[Task]
Copy exactly, and copy only, the lines from the one bearing "Where can you see the slate" through the final line of the records.

[Stored items from a collection]
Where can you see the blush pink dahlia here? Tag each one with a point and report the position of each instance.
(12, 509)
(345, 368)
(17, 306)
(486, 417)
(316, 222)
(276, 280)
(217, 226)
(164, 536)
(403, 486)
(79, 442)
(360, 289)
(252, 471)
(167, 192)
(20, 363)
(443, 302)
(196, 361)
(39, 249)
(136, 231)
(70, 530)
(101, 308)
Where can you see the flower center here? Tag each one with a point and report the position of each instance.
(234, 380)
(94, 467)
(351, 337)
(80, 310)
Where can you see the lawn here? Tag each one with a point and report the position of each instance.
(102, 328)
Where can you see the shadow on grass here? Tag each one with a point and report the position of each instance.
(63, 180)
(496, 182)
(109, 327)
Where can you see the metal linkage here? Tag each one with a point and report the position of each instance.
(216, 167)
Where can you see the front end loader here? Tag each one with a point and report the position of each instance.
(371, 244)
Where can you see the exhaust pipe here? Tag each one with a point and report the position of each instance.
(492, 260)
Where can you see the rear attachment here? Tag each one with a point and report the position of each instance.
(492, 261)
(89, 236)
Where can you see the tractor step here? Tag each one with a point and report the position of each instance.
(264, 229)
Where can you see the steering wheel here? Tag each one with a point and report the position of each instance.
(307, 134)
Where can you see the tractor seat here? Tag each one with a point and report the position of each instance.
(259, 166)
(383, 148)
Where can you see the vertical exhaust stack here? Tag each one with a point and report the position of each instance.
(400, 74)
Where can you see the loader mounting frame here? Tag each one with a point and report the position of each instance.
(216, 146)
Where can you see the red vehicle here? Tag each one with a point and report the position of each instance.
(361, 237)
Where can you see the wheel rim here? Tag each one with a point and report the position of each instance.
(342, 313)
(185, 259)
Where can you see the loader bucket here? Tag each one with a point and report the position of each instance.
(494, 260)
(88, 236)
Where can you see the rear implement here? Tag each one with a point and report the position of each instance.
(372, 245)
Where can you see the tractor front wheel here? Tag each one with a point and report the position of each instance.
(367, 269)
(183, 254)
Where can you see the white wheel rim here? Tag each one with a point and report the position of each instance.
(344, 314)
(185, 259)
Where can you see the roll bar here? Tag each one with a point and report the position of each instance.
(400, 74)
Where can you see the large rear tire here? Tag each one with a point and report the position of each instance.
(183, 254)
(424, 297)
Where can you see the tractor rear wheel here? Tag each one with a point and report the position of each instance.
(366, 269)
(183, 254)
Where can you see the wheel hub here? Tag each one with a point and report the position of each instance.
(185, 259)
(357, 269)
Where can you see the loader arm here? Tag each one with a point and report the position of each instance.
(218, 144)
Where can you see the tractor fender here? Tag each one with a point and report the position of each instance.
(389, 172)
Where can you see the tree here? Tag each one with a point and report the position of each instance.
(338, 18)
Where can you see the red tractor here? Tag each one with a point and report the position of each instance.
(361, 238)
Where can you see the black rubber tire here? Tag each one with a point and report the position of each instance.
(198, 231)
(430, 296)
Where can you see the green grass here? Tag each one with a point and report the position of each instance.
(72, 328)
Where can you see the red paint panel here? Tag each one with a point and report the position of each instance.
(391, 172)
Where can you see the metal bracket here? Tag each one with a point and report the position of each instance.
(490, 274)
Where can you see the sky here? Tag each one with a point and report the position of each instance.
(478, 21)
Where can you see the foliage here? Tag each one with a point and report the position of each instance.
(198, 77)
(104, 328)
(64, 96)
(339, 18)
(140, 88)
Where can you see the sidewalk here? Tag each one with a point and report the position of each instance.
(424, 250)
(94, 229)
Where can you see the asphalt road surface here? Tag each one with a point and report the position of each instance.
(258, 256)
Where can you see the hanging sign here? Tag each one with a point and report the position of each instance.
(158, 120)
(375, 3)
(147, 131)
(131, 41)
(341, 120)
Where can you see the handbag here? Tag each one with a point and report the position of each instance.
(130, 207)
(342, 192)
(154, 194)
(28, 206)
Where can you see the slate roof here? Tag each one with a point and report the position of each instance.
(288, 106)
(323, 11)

[Completed exercise]
Where can you see the slate roof here? Tag each one with a point and report the position of each instance.
(288, 106)
(323, 11)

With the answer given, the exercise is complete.